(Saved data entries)
------------
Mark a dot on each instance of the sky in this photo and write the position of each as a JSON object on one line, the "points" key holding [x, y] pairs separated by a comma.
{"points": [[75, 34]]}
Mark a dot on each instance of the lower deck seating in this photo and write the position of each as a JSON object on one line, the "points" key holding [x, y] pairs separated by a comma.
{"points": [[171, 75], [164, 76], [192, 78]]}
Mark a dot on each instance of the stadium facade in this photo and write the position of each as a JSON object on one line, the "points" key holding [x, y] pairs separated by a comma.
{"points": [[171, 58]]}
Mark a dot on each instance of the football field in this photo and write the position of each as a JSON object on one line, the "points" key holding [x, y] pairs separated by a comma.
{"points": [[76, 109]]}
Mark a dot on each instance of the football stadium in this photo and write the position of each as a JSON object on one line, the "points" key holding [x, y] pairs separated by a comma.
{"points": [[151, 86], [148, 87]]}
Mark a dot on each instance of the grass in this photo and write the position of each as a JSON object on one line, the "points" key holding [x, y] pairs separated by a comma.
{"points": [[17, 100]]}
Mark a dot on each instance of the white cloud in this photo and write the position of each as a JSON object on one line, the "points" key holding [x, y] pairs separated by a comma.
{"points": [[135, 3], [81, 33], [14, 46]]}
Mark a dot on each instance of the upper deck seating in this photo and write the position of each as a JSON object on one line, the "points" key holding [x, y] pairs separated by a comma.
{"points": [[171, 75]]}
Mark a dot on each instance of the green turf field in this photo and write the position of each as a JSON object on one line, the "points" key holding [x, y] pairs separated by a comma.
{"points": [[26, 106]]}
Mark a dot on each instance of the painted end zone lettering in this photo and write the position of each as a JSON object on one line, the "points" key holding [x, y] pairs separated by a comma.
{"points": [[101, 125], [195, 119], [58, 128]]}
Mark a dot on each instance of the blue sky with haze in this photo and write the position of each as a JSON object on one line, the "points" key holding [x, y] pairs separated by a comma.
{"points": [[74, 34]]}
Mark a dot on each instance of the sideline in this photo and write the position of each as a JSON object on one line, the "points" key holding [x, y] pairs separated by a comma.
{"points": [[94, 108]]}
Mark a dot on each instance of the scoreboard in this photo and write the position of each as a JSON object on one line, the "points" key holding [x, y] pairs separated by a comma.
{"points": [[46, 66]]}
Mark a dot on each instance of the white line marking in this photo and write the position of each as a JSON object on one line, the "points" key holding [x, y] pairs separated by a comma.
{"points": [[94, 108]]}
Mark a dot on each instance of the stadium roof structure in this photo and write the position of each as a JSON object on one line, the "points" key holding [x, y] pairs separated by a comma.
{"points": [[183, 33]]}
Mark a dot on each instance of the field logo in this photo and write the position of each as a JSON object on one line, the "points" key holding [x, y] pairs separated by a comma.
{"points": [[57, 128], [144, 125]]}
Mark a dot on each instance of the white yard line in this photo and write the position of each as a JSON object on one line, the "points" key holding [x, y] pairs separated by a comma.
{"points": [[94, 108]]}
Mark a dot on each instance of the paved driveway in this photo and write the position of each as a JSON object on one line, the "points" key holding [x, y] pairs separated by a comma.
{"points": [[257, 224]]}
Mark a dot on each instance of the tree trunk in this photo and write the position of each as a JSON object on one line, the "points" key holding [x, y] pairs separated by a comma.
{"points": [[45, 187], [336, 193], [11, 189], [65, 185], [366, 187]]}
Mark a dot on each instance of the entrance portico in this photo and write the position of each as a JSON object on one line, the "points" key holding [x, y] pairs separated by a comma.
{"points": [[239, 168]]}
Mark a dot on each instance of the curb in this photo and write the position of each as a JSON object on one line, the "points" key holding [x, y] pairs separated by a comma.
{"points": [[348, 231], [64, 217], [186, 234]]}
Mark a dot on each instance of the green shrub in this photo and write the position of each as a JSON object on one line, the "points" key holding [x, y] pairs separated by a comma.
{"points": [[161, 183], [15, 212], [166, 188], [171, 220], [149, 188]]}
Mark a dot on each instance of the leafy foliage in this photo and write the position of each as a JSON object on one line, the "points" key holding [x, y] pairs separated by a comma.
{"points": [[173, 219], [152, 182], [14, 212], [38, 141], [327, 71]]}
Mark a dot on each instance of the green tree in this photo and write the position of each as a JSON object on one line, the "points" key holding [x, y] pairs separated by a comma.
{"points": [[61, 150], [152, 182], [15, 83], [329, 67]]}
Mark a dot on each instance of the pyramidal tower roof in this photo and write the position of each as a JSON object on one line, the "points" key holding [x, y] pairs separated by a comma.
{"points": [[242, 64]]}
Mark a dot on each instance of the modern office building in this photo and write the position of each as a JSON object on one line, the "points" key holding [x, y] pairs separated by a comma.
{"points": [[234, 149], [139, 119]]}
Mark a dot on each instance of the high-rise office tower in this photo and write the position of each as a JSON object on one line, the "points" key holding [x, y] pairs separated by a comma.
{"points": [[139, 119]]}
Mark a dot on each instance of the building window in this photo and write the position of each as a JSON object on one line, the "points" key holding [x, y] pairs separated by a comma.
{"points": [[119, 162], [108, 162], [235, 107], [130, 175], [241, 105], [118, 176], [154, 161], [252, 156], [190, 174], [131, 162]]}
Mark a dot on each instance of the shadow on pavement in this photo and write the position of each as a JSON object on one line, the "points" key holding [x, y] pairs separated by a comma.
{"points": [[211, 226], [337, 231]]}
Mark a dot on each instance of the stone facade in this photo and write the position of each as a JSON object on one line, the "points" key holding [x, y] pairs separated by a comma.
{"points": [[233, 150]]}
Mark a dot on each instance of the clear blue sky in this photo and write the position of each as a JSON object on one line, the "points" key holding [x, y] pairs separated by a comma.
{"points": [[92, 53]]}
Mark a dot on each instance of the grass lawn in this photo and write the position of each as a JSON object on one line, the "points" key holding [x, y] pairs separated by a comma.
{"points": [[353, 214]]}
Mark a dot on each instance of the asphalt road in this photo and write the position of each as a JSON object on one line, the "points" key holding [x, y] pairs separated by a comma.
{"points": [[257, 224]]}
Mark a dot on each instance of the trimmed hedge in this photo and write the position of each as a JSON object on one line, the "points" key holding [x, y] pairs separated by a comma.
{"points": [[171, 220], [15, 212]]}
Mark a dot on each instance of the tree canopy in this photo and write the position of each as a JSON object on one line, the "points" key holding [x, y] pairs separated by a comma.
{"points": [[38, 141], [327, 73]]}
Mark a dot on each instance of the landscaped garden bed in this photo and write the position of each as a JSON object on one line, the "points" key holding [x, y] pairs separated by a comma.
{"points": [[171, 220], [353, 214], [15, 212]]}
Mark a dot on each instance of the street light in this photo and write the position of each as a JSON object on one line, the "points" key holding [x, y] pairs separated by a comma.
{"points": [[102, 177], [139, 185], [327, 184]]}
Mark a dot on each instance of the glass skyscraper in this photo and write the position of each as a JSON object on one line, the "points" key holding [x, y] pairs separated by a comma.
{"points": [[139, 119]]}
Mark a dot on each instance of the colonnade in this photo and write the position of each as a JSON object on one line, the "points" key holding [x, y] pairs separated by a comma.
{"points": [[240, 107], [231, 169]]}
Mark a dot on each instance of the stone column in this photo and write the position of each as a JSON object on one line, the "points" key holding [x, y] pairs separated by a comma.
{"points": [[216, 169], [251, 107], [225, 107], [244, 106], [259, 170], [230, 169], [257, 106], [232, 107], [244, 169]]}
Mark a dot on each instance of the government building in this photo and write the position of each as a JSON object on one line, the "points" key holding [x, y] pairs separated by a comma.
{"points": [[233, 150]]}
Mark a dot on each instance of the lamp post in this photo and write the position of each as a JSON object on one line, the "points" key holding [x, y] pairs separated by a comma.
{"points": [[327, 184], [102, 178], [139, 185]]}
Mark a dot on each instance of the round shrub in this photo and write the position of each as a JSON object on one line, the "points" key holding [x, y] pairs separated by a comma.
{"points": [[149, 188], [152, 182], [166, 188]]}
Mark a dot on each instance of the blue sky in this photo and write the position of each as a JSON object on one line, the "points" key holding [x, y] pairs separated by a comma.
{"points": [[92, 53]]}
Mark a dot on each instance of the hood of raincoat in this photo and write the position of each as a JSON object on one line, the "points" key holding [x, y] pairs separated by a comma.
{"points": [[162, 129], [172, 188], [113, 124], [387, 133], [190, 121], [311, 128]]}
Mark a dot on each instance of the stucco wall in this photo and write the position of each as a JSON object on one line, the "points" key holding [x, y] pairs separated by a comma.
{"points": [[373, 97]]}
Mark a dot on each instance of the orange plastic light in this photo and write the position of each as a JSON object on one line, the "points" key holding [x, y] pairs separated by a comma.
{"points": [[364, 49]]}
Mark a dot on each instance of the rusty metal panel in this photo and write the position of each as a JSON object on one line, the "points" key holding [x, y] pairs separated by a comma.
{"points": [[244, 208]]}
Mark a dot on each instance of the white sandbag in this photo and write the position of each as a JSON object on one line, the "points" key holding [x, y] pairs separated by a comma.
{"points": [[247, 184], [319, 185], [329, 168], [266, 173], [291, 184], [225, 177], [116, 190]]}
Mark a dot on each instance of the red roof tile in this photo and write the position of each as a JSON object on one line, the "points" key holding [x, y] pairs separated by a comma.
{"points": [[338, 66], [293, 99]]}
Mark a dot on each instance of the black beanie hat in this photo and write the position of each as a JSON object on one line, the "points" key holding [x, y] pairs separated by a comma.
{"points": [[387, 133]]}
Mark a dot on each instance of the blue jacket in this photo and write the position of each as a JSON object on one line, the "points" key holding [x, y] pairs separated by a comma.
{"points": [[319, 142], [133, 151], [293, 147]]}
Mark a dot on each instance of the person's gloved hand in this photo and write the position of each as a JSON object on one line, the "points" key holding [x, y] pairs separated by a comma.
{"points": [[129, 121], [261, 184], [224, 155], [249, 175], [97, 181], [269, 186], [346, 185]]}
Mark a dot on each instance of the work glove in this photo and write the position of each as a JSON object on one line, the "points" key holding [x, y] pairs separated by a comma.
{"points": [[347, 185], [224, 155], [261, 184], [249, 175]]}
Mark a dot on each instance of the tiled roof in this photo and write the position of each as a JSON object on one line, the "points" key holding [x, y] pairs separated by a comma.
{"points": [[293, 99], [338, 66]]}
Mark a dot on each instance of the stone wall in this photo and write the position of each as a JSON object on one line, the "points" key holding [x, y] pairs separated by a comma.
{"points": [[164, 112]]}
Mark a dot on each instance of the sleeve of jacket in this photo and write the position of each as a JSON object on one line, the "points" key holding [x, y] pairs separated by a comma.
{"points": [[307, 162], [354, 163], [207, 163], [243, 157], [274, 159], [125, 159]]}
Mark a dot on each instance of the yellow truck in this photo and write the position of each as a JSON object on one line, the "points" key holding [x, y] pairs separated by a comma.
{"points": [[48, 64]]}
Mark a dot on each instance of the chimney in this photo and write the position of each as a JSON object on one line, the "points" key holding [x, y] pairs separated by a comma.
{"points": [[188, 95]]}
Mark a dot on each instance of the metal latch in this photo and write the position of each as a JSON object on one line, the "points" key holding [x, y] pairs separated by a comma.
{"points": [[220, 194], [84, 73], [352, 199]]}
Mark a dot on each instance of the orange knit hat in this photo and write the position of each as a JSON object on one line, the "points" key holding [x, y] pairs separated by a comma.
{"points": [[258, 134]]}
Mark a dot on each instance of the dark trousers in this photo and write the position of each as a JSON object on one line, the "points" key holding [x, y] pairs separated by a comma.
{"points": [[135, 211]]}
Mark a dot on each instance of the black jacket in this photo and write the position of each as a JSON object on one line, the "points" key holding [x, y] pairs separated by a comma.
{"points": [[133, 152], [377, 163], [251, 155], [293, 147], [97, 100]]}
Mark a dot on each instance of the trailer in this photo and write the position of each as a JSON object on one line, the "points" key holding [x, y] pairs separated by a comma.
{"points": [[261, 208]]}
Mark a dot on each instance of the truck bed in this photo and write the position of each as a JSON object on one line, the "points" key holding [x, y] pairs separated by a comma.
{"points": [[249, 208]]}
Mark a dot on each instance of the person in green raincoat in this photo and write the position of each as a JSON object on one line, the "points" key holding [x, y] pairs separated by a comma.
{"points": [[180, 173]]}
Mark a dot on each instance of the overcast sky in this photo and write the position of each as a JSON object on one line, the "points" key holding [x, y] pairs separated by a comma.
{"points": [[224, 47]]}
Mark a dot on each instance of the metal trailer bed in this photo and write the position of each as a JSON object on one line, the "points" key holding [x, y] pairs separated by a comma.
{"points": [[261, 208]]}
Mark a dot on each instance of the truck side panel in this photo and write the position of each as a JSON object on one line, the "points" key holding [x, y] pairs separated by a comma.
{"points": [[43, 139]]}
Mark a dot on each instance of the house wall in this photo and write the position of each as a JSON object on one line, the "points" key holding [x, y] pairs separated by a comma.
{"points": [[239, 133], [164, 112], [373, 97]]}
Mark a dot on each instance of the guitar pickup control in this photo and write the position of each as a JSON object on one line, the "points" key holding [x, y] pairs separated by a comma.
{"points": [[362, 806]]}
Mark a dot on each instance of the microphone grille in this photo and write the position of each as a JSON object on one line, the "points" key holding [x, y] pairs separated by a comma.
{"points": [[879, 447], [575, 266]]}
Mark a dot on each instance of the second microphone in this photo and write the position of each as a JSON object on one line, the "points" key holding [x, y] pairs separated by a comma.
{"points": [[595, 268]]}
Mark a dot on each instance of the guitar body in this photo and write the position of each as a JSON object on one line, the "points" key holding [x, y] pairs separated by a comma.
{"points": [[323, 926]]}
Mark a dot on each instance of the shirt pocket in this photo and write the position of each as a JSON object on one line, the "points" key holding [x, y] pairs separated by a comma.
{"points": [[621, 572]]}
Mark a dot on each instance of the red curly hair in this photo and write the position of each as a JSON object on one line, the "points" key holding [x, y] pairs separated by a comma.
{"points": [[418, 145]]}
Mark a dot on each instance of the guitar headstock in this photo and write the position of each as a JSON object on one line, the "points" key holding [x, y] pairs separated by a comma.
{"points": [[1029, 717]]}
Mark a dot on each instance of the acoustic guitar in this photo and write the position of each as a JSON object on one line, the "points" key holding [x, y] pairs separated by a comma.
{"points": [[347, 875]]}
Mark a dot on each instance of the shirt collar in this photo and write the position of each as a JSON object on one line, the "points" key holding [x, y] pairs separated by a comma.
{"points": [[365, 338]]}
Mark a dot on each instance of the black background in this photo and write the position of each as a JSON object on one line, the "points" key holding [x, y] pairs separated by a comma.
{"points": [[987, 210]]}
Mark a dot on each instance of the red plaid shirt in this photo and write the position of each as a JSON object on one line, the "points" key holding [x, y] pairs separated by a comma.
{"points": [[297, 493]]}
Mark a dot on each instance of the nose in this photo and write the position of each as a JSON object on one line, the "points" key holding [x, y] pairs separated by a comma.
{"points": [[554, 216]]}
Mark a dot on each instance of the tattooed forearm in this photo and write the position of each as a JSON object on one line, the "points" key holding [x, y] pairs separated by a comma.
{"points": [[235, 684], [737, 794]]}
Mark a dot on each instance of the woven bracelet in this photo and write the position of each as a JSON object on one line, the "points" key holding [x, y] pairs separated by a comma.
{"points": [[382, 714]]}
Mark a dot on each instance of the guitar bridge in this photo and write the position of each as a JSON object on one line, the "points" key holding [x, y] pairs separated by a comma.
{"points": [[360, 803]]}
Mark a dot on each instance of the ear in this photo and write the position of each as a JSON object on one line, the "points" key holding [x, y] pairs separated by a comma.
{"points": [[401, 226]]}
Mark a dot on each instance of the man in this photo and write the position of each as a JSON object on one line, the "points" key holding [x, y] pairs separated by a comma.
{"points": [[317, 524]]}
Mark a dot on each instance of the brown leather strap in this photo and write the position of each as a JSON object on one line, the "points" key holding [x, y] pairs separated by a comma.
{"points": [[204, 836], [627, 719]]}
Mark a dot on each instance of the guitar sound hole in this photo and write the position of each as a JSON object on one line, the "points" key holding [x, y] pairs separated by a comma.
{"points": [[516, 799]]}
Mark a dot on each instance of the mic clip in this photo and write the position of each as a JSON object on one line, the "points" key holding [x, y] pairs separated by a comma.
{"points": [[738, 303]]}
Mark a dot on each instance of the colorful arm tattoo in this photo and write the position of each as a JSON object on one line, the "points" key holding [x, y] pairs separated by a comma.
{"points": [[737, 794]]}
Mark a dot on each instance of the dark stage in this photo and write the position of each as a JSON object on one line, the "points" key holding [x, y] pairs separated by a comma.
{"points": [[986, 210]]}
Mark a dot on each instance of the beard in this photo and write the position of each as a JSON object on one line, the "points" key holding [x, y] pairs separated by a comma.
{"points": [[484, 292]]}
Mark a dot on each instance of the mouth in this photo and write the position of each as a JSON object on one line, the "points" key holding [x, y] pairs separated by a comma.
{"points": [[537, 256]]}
------------
■ WHAT TO PRODUCE ■
Leave out every line before the one containing "Mark a dot on each instance of the dark stage"; set down that line and all remaining lines of the material exactly.

■ WORKED SOLUTION ■
Mark a dot on each instance of the dark stage in this photo and write the position of each as a JSON object on one line, the "points" key holding [x, y] pairs separated by a comma.
{"points": [[986, 210]]}
Mark a dot on each instance of the beard in this photo and write the position of each as a JSON object on one line, the "points" key holding [x, y] pairs separated by a comma.
{"points": [[484, 292]]}
Mark a dot on each instance of the mouth in this photo and write the position of each as a JSON object on one line, the "points" key holding [x, y] pairs separated by a comma.
{"points": [[537, 256]]}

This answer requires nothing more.